#### EXERCISE OBJECTIVE:
The lines to extract run from the first line of the entries through the line that contains "Target: information kiosk with poster"; reproduce exactly those lines and no others.

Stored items

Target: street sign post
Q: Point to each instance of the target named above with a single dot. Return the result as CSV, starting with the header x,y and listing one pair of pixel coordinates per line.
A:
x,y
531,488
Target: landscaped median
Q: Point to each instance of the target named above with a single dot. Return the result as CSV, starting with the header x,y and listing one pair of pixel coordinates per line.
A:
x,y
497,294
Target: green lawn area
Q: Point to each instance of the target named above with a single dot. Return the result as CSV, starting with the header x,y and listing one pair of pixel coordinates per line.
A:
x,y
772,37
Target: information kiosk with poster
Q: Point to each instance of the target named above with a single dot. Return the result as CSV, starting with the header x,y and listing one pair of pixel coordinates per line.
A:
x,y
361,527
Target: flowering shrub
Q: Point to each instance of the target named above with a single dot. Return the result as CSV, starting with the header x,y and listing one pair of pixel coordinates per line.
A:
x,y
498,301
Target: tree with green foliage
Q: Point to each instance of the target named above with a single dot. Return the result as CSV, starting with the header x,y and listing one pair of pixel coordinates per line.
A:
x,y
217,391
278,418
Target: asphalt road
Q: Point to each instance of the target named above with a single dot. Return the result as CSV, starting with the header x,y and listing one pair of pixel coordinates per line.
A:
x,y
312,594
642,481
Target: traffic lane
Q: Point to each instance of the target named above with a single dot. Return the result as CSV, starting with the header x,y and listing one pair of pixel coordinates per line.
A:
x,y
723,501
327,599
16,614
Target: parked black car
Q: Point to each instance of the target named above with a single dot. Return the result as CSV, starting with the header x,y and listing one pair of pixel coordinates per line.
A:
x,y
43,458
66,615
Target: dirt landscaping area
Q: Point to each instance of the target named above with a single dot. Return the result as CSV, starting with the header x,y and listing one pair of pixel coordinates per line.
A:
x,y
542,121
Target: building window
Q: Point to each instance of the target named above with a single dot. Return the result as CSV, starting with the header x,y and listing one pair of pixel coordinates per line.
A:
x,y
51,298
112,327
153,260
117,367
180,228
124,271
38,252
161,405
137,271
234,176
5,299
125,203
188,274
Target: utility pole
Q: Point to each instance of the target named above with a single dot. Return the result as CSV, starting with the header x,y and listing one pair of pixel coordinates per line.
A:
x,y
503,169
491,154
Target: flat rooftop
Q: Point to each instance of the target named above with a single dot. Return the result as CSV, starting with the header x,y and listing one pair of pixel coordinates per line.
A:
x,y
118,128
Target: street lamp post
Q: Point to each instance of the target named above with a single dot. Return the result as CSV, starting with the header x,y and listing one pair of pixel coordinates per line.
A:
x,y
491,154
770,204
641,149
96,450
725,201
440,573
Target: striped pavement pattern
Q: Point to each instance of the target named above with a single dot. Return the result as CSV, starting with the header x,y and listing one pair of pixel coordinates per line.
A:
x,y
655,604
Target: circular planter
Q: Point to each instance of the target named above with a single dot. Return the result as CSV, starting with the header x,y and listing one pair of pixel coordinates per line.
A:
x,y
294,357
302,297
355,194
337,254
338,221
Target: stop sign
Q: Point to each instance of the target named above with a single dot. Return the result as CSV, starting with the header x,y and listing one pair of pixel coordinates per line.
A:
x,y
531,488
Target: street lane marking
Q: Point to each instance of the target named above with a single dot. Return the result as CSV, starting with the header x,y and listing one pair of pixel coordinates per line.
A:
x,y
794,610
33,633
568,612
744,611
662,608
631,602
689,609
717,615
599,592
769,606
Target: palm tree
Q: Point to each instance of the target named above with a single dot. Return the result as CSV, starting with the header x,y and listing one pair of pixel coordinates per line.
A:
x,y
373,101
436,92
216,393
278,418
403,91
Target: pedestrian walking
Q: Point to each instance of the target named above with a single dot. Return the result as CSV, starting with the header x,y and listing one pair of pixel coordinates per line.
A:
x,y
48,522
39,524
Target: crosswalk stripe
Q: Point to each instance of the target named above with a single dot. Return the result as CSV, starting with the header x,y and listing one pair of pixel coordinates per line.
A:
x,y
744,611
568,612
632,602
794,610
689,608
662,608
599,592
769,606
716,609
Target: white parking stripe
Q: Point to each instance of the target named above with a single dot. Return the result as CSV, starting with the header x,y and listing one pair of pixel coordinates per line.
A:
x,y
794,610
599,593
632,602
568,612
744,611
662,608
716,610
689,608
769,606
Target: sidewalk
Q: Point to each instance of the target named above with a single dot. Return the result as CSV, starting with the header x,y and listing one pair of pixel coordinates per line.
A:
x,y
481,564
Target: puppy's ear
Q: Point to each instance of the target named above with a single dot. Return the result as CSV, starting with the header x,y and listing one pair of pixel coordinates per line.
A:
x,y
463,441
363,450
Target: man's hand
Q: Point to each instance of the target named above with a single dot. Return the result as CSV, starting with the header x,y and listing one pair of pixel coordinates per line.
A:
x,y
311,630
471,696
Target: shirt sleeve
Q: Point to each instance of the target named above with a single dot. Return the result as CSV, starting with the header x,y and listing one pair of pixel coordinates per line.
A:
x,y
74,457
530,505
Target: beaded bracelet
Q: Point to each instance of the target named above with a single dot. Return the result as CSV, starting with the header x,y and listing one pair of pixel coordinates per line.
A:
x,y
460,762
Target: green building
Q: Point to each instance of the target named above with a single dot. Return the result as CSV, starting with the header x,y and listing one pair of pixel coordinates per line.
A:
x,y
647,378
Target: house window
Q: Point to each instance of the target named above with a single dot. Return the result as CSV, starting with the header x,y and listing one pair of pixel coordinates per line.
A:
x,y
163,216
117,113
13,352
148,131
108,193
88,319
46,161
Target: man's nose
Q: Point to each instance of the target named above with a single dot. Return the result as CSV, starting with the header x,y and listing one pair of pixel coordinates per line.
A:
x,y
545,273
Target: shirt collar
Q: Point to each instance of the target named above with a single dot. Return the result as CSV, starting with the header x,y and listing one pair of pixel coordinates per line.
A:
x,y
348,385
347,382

#### TASK RESPONSE:
Target: street sign post
Q: Point to each instance of the target named above with a single dot. Return the result as CSV, starting with the header x,y and listing one pair of pixel coordinates per line.
A:
x,y
531,488
Target: landscaped median
Q: Point to each instance of the target named above with a single dot. Return the result as CSV, starting with the header x,y and listing one pair of pixel coordinates per line.
A:
x,y
497,294
Target: green lawn area
Q: Point to each instance of the target named above with a single dot. Return the result as CSV, starting with the header x,y and listing one pair of pixel coordinates per line.
A:
x,y
772,37
Target: information kiosk with poster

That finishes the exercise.